Exercise requirements: All of the records should be given again verbatim.

The data:

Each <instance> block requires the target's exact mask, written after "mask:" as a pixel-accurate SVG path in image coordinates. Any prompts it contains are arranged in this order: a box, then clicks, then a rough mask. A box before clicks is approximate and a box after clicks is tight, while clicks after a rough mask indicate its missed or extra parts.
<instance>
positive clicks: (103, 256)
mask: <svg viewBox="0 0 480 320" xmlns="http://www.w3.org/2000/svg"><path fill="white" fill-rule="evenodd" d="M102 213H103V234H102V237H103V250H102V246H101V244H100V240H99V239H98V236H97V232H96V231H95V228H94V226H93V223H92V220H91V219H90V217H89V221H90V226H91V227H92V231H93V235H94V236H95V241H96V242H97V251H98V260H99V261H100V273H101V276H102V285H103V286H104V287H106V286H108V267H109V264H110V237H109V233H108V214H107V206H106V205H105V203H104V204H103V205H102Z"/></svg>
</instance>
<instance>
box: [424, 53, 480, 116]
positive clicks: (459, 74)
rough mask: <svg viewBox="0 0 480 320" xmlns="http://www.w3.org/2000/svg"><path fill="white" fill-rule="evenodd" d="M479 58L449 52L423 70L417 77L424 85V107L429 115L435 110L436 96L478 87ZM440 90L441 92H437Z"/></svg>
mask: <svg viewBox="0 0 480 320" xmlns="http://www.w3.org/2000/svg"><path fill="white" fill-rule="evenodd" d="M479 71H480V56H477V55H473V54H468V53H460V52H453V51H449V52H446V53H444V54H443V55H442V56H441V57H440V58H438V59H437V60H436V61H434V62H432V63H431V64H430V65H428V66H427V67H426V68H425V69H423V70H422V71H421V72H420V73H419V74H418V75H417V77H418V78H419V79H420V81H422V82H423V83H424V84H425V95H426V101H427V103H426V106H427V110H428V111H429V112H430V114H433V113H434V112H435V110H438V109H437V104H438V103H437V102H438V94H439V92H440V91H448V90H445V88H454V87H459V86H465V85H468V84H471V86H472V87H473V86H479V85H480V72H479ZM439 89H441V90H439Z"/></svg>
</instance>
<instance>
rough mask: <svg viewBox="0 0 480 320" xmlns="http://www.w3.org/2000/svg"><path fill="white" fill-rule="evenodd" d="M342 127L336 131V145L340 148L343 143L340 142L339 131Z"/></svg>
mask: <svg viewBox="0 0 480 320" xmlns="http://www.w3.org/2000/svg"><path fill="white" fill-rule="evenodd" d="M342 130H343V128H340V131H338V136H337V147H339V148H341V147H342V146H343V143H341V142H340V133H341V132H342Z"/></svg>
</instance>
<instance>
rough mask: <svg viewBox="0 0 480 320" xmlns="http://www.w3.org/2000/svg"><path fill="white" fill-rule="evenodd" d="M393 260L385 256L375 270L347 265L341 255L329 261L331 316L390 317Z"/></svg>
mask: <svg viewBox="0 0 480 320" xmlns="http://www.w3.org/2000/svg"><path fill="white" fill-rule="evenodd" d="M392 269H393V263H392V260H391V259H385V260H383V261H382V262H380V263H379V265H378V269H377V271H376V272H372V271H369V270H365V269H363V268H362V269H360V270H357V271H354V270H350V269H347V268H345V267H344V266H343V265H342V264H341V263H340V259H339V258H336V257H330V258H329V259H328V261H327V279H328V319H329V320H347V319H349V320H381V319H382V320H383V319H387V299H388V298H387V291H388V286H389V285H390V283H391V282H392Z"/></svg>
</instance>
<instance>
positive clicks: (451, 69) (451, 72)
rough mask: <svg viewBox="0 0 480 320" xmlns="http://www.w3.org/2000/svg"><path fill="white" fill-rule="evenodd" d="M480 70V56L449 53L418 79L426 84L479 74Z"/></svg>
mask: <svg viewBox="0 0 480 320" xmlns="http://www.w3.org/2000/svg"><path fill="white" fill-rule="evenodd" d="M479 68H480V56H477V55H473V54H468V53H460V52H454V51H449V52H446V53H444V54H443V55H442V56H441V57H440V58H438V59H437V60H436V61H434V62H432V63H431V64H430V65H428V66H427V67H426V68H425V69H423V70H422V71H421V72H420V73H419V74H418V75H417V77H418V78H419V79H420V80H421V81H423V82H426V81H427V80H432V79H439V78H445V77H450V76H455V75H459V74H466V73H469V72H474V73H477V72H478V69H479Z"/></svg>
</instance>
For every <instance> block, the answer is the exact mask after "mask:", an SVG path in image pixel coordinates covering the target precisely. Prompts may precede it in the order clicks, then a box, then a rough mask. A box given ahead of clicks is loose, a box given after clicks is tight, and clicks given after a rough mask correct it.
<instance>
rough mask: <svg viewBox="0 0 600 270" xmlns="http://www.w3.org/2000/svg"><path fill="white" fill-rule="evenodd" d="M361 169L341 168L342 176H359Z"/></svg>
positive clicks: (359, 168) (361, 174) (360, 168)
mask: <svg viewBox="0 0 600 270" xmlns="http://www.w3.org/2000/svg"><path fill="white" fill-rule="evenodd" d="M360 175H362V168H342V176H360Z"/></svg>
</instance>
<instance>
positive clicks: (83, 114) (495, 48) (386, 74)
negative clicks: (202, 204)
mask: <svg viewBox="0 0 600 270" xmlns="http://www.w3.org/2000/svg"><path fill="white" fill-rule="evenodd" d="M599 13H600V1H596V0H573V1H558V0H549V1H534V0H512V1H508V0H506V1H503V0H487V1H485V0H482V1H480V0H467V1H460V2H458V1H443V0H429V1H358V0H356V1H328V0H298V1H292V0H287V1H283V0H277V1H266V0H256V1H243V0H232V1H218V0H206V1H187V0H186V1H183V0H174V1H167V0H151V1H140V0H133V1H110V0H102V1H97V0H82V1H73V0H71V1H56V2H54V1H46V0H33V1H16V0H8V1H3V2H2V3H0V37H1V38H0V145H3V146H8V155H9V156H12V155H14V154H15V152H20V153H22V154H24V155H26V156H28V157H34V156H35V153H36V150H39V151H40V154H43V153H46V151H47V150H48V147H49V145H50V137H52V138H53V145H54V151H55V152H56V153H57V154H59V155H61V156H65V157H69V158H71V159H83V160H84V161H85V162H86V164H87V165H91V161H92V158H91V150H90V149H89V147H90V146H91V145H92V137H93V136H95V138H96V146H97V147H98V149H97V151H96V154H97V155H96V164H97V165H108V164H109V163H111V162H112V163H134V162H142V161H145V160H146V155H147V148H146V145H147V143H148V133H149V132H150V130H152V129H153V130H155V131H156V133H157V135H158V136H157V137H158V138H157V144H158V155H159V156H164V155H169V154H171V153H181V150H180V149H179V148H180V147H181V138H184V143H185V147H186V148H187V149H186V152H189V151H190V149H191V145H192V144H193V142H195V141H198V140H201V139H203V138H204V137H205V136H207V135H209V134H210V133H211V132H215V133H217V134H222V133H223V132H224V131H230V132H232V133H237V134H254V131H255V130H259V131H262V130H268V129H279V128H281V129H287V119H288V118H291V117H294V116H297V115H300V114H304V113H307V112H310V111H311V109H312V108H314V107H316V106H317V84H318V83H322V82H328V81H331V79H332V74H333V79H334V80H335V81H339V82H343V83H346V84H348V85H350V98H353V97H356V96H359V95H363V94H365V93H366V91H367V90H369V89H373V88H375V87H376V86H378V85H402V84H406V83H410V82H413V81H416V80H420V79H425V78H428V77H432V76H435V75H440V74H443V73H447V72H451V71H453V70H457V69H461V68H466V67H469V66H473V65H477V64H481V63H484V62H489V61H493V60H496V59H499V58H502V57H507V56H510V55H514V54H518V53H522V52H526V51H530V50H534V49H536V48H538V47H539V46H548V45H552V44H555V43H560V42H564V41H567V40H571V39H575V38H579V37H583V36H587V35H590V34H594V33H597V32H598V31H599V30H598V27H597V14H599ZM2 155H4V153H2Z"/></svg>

Answer to this problem:
Each <instance> block requires the target's exact mask, written after "mask:" as a pixel-accurate SVG path in image coordinates. Any prompts it contains are arranged in this order: a box, then clicks, then a rough mask. A box before clicks is approximate and a box after clicks is tight, while clicks after a rough mask indicate its missed or extra parts.
<instance>
positive clicks: (103, 256)
mask: <svg viewBox="0 0 480 320" xmlns="http://www.w3.org/2000/svg"><path fill="white" fill-rule="evenodd" d="M102 213H103V234H102V237H103V250H102V246H101V244H100V240H99V239H98V236H97V232H96V231H95V228H94V226H93V223H92V220H91V219H90V217H89V221H90V226H91V227H92V231H93V235H94V236H95V241H96V242H97V251H98V260H99V261H100V273H101V276H102V285H103V286H104V287H106V286H108V267H109V264H110V237H109V233H108V214H107V206H106V205H105V203H104V204H103V205H102Z"/></svg>
</instance>
<instance>
box: [424, 53, 480, 116]
positive clicks: (459, 74)
rough mask: <svg viewBox="0 0 480 320" xmlns="http://www.w3.org/2000/svg"><path fill="white" fill-rule="evenodd" d="M479 58L449 52L423 70L417 77L424 85V107L429 115L435 110L436 96L478 87ZM440 90L441 92H437Z"/></svg>
mask: <svg viewBox="0 0 480 320" xmlns="http://www.w3.org/2000/svg"><path fill="white" fill-rule="evenodd" d="M479 71H480V56H477V55H473V54H468V53H460V52H453V51H449V52H446V53H444V54H443V55H442V56H441V57H440V58H438V59H437V60H436V61H434V62H432V63H431V64H430V65H428V66H427V67H426V68H425V69H423V70H422V71H421V72H420V73H419V74H418V75H417V77H418V78H419V79H420V81H422V82H423V83H424V84H425V95H426V101H427V103H426V106H427V110H428V111H429V112H430V114H433V113H434V112H435V110H438V109H437V104H438V103H437V102H438V94H439V92H440V91H448V90H445V88H454V87H459V86H465V85H468V84H471V86H472V87H473V86H479V85H480V72H479ZM439 89H441V90H439Z"/></svg>
</instance>
<instance>
rough mask: <svg viewBox="0 0 480 320" xmlns="http://www.w3.org/2000/svg"><path fill="white" fill-rule="evenodd" d="M342 127L336 131V145L340 148L343 143L340 142L339 131Z"/></svg>
mask: <svg viewBox="0 0 480 320" xmlns="http://www.w3.org/2000/svg"><path fill="white" fill-rule="evenodd" d="M342 130H343V128H340V131H338V136H337V147H339V148H341V147H342V146H343V143H341V142H340V133H341V132H342Z"/></svg>
</instance>
<instance>
rough mask: <svg viewBox="0 0 480 320" xmlns="http://www.w3.org/2000/svg"><path fill="white" fill-rule="evenodd" d="M393 260L385 256L375 270L347 265L341 255L329 261L331 316L390 317Z"/></svg>
mask: <svg viewBox="0 0 480 320" xmlns="http://www.w3.org/2000/svg"><path fill="white" fill-rule="evenodd" d="M392 269H393V263H392V260H391V259H385V260H383V261H382V262H380V263H379V265H378V269H377V271H376V272H372V271H369V270H365V269H363V268H362V269H360V270H357V271H354V270H350V269H347V268H345V267H344V266H343V265H342V264H341V263H340V259H339V258H336V257H330V258H329V259H328V261H327V279H328V319H329V320H347V319H349V320H381V319H382V320H383V319H387V299H388V298H387V291H388V286H389V285H390V283H391V282H392Z"/></svg>
</instance>
<instance>
positive clicks: (451, 69) (451, 72)
rough mask: <svg viewBox="0 0 480 320" xmlns="http://www.w3.org/2000/svg"><path fill="white" fill-rule="evenodd" d="M480 70V56L449 53L418 79L426 84L479 74Z"/></svg>
mask: <svg viewBox="0 0 480 320" xmlns="http://www.w3.org/2000/svg"><path fill="white" fill-rule="evenodd" d="M479 68H480V56H477V55H473V54H468V53H460V52H454V51H449V52H446V53H444V54H443V55H442V56H441V57H440V58H438V59H437V60H436V61H434V62H432V63H431V64H430V65H428V66H427V67H426V68H425V69H423V70H422V71H421V72H420V73H419V74H418V75H417V77H418V78H419V79H420V80H421V81H423V82H426V81H427V80H432V79H439V78H445V77H450V76H455V75H459V74H466V73H469V72H474V73H477V72H478V69H479Z"/></svg>
</instance>
For every <instance> block, the answer is the exact mask after "mask:", an SVG path in image pixel coordinates covering the target precisely. Prompts may precede it in the order clicks, then a box, then a rough mask. A box given ahead of clicks is loose, a box given after clicks is tight, and clicks given after a rough mask correct it.
<instance>
rough mask: <svg viewBox="0 0 600 270" xmlns="http://www.w3.org/2000/svg"><path fill="white" fill-rule="evenodd" d="M361 169L341 168L342 176H359Z"/></svg>
positive clicks: (359, 168) (361, 174) (360, 168)
mask: <svg viewBox="0 0 600 270" xmlns="http://www.w3.org/2000/svg"><path fill="white" fill-rule="evenodd" d="M360 175H362V168H342V176H360Z"/></svg>
</instance>
<instance>
positive clicks: (83, 114) (495, 48) (386, 74)
negative clicks: (202, 204)
mask: <svg viewBox="0 0 600 270" xmlns="http://www.w3.org/2000/svg"><path fill="white" fill-rule="evenodd" d="M599 13H600V1H596V0H573V1H558V0H549V1H534V0H512V1H508V0H506V1H503V0H487V1H485V0H482V1H480V0H467V1H460V2H458V1H443V0H429V1H358V0H356V1H328V0H298V1H292V0H287V1H283V0H277V1H266V0H256V1H243V0H232V1H218V0H206V1H187V0H186V1H183V0H174V1H167V0H151V1H140V0H133V1H110V0H102V1H97V0H82V1H73V0H71V1H56V2H54V1H46V0H33V1H16V0H8V1H3V2H2V3H0V37H1V38H0V145H3V146H8V155H9V156H12V155H14V154H15V152H20V153H22V154H24V155H26V156H28V157H34V156H35V153H36V150H39V151H40V154H43V153H46V151H47V150H48V147H49V145H50V137H52V138H53V145H54V151H55V152H56V153H57V154H59V155H61V156H65V157H69V158H71V159H83V160H84V161H85V162H86V164H87V165H91V161H92V158H91V150H90V149H89V147H90V146H91V145H92V137H93V136H95V138H96V146H97V147H98V149H97V151H96V154H97V155H96V164H97V165H108V164H109V163H111V162H112V163H134V162H142V161H145V160H146V155H147V148H146V145H147V143H148V133H149V132H150V130H152V129H153V130H155V131H156V133H157V135H158V136H157V137H158V138H157V144H158V155H159V156H164V155H169V154H171V153H181V150H180V149H179V148H180V147H181V138H184V143H185V147H186V148H187V149H186V152H189V151H190V149H191V145H192V144H193V142H195V141H198V140H201V139H203V138H204V137H205V136H207V135H209V134H210V133H211V132H215V133H217V134H222V133H223V132H224V131H230V132H232V133H237V134H254V131H255V130H259V131H262V130H268V129H279V128H281V129H287V119H288V118H291V117H294V116H297V115H300V114H304V113H307V112H310V111H311V109H312V108H314V107H316V106H317V84H318V83H322V82H328V81H331V79H332V74H333V79H334V80H335V81H339V82H343V83H346V84H348V85H350V98H353V97H356V96H359V95H363V94H365V93H366V91H367V90H369V89H373V88H375V87H376V86H378V85H402V84H406V83H410V82H413V81H416V80H420V79H425V78H428V77H432V76H435V75H440V74H443V73H447V72H451V71H453V70H457V69H461V68H466V67H469V66H473V65H477V64H481V63H484V62H489V61H493V60H496V59H499V58H502V57H507V56H510V55H514V54H518V53H522V52H526V51H530V50H534V49H536V48H538V47H539V46H548V45H552V44H555V43H560V42H564V41H567V40H571V39H575V38H579V37H583V36H587V35H590V34H594V33H597V32H598V31H599V30H598V27H597V14H599ZM2 155H4V153H2Z"/></svg>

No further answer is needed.